Baumarktkette Max Bahr ist am Ende: Tausende Jobs in Gefahr
Wie bei den Praktiker-Märkten beginnt jetzt auch bei der Max-Bahr-Kette der Ausverkauf. Die Baumärkte sollen einzeln verkauft werden.
HAMBURG rtr | Das Aus für die Baumarktkette Max Bahr mit 3.600 Beschäftigten ist besiegelt. Der Plan, Max Bahr an ein Konsortium um den Dortmunder Konkurrenten Hellweg und den ehemaligen Max-Bahr-Chef Dirk Möhrle zu verkaufen, sei auf der Zielgeraden gescheitert, räumte Insolvenzverwalter Jens-Sören Schröder am Freitag ein. Damit bleibt vom Praktiker-Konzern mit mehr als 15.000 Beschäftigten in Deutschland praktisch nichts mehr übrig. Wie in 230 Praktiker-Märkten beginnt auch in 73 Häusern von Max Bahr nun der Ausverkauf.
Hellweg habe sich nicht mit der Royal Bank of Scottland (RBS) über die Mietverträge für 66 Häuser einigen können, auf denen die Hand der britischen Bank liegt, begründete der Insolvenzverwalter das Scheitern.
Die Gläubiger des einstigen Aushängeschilds des Praktiker-Konzerns hatten Hellweg bis Freitag Zeit gegeben, sich mit der RBS zu einigen. Praktiker hatte im Juli bereits Insolvenz angemeldet und Max Bahr mit in die Pleite gerissen.

*AUFGABE*. In wie vielen Häusern von Max Bahr beginnt laut dem Quelltext nun der Ausverkauf? Stützen Sie sich ausschließlich auf den Quelltext.

*AUSZÜGE DER EINTRÄGE*.
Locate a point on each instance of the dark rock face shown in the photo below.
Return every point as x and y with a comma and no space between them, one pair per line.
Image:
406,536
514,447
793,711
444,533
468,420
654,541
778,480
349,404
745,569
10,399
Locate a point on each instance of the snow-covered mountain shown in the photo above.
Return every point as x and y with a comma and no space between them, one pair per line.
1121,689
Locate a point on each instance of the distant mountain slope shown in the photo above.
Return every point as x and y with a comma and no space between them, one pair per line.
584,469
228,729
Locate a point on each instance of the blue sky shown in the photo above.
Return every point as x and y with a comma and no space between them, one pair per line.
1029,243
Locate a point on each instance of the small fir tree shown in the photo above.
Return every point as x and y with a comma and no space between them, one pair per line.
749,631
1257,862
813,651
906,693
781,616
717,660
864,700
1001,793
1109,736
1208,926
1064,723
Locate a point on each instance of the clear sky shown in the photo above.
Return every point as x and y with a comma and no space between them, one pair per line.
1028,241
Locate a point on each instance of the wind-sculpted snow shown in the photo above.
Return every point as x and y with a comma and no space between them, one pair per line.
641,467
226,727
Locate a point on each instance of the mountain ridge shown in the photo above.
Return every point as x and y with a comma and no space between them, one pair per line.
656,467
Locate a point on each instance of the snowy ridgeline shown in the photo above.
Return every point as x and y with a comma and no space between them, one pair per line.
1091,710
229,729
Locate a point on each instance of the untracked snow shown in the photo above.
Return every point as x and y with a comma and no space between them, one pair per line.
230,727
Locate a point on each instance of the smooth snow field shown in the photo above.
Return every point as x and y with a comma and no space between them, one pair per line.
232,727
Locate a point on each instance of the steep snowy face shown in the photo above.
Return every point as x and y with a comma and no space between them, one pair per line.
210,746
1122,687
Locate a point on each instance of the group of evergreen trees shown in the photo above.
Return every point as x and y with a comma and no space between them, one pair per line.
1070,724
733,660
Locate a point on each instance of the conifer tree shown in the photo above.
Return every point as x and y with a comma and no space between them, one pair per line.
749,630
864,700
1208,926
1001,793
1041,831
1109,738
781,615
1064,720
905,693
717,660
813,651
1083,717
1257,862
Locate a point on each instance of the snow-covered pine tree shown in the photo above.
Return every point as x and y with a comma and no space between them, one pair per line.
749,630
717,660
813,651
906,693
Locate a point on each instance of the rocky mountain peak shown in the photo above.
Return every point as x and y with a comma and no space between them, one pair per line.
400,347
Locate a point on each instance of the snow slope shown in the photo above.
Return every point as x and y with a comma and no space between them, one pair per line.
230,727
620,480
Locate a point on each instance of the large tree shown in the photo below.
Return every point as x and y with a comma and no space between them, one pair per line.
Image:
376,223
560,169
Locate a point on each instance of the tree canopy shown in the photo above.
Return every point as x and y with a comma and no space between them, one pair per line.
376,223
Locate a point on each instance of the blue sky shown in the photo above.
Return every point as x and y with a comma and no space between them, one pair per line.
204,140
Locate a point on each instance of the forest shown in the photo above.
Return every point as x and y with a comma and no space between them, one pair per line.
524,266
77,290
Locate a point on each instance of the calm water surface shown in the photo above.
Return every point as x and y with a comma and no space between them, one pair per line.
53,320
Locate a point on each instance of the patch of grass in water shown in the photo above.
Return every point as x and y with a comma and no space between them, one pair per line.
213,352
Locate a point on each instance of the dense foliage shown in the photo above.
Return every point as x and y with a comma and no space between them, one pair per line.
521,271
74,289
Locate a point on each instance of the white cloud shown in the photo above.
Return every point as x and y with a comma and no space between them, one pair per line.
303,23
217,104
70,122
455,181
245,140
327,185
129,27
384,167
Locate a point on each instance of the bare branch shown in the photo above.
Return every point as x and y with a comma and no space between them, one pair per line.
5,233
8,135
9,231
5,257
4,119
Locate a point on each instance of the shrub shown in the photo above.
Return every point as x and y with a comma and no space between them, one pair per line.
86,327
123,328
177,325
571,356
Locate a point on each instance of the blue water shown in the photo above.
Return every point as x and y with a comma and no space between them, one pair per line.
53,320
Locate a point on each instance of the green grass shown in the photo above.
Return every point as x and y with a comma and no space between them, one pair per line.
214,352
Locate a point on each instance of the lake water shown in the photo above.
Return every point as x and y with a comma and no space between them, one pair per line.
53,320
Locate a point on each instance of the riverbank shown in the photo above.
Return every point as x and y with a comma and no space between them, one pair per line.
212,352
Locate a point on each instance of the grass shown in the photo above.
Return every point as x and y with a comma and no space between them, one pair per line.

*ANTWORT*. In 73 Häusern.